> Selected text:

WARE--Ware became know as "The Town That Can't Be Licked" when the citizens rallied to save its economic life after two disasters.

In 1938, the Otis Co., employing 75 per cent of the town's labor force, announced it was moving its entire operation south.

The working people banded together to buy the plant and founded the Ware Industries to sell stock.

Then, the next year, the 1938 hurricane hit, causing $40,000 worth of damage to the plant. Ware Industries had to borrow $30,000, and the citizens came to the rescue. In two years, the mill property was again on the tax rolls.

By 1942, 14 plants were occupied by 17 firms manufacturing a range of goods—textiles, paper, shoes and machines.

Although it is a manufacturing community, Ware did not get its name from the wares it produces. The Indians called the river Nenameseck, which means fishing baskets, or wier. The white men pronounced this "ware."

Ware was part of the "Equivalent Lands" given to Connecticut in 1713 to settle a boundary dispute. Connecticut quickly sold off these lands and used the money to finance Yale College. John Read bought much of what is now Ware and called it "The Manour of Peace."

He leased the land during his lifetime but never lived here. He was the "greatest jurist of his time" in Boston, and served on the Governor's Council.

THE FIRST SETTLERS arrived between 1719 and 1730. Despite its poor soil, the community was as intensively farmed as the more fertile lowland towns of Hadly and Northampton until the early 19th century.

> Material:

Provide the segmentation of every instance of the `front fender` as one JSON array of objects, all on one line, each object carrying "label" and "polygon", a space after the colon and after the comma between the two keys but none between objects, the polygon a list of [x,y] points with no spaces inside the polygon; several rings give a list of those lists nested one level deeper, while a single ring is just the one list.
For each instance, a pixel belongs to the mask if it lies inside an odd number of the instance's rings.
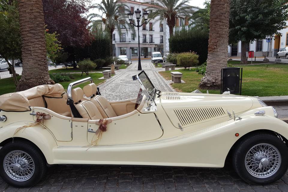
[{"label": "front fender", "polygon": [[53,149],[57,147],[57,144],[54,137],[47,129],[38,125],[21,129],[14,135],[17,128],[27,124],[28,123],[31,122],[17,122],[0,128],[0,143],[13,137],[25,139],[33,143],[40,149],[48,164],[53,164],[55,158]]}]

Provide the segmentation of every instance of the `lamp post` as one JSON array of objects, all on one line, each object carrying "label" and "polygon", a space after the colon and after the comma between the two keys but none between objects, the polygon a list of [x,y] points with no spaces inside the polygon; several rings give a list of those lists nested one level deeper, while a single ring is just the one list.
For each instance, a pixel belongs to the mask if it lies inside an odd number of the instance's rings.
[{"label": "lamp post", "polygon": [[143,14],[144,15],[144,22],[142,25],[140,25],[140,19],[141,17],[141,11],[139,10],[139,8],[137,8],[135,12],[135,14],[136,15],[136,19],[137,20],[137,25],[136,25],[133,23],[131,22],[132,21],[132,16],[133,16],[133,13],[130,11],[127,14],[128,15],[128,19],[130,21],[130,24],[131,25],[133,25],[138,28],[138,55],[139,56],[138,58],[138,70],[142,70],[142,67],[141,66],[141,60],[140,59],[140,35],[139,34],[139,28],[143,25],[143,24],[144,23],[147,23],[148,15],[149,14],[147,11],[145,11],[143,13]]}]

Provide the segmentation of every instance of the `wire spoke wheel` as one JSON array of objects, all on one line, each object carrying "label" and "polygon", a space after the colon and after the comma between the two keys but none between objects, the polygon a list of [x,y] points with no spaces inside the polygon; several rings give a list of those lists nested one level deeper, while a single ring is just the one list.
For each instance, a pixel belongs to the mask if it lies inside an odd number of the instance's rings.
[{"label": "wire spoke wheel", "polygon": [[267,143],[257,144],[250,149],[245,158],[246,169],[250,175],[259,178],[271,176],[280,166],[280,152],[273,145]]},{"label": "wire spoke wheel", "polygon": [[10,178],[18,182],[25,181],[31,178],[34,174],[35,166],[31,156],[22,151],[9,152],[3,161],[5,172]]}]

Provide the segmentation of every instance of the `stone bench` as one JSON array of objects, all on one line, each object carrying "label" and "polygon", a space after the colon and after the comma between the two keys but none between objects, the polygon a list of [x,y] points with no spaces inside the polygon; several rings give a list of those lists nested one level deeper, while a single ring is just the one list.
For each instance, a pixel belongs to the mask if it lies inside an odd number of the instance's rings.
[{"label": "stone bench", "polygon": [[171,68],[171,70],[175,70],[175,66],[176,66],[176,65],[175,64],[172,65],[164,65],[165,66],[165,70],[169,71],[169,68],[170,67]]},{"label": "stone bench", "polygon": [[181,78],[182,77],[182,75],[183,74],[182,73],[178,71],[170,72],[170,73],[171,73],[171,75],[172,76],[172,81],[174,83],[181,82]]},{"label": "stone bench", "polygon": [[104,79],[109,79],[111,77],[111,70],[106,70],[102,71]]},{"label": "stone bench", "polygon": [[173,64],[173,63],[160,63],[160,64],[162,65],[162,68],[165,68],[165,65],[167,65]]}]

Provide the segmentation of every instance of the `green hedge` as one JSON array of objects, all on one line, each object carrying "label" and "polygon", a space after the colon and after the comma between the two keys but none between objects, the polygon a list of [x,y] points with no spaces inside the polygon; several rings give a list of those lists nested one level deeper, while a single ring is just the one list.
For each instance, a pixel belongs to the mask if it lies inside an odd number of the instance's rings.
[{"label": "green hedge", "polygon": [[170,52],[193,52],[199,56],[199,63],[206,61],[208,55],[209,32],[190,27],[177,28],[169,39]]}]

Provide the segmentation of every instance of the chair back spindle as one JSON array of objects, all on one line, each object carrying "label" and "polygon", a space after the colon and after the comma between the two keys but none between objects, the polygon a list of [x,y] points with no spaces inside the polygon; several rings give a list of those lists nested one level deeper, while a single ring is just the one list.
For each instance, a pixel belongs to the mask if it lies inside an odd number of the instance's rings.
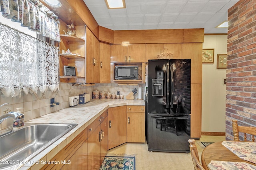
[{"label": "chair back spindle", "polygon": [[244,141],[247,141],[247,135],[252,136],[252,142],[255,141],[255,136],[256,135],[256,127],[238,126],[237,120],[232,120],[233,135],[234,141],[240,141],[239,132],[244,133]]}]

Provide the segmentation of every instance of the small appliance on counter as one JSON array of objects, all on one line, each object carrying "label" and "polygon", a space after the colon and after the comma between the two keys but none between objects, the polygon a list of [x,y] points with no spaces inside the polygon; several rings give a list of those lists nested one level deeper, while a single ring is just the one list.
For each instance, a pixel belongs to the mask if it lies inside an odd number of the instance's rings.
[{"label": "small appliance on counter", "polygon": [[78,100],[79,96],[74,96],[68,97],[68,101],[69,102],[69,106],[74,107],[78,105]]},{"label": "small appliance on counter", "polygon": [[84,104],[90,102],[90,97],[89,93],[79,94],[79,104]]},{"label": "small appliance on counter", "polygon": [[97,90],[92,92],[92,99],[100,99],[100,92]]}]

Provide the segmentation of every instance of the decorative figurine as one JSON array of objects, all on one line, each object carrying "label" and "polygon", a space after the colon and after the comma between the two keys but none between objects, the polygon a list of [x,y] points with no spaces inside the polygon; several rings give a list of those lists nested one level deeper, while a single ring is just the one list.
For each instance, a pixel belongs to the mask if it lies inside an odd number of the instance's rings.
[{"label": "decorative figurine", "polygon": [[76,37],[76,31],[75,31],[75,27],[74,26],[74,23],[72,23],[70,25],[67,25],[67,26],[68,26],[68,32],[66,33],[65,30],[63,30],[65,33],[65,34],[68,35]]}]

> Job A: In the Ware history, rename "Northampton" to "Springfield" and write out everything from "THE FIRST SETTLERS" down to "early 19th century.".
> Job B: According to the Ware history, what kinds of goods were the 17 firms manufacturing by 1942?

> Written solution A:
THE FIRST SETTLERS arrived between 1719 and 1730. Despite its poor soil, the community was as intensively farmed as the more fertile lowland towns of Hadly and Springfield until the early 19th century.

> Written solution B: Textiles, paper, shoes and machines.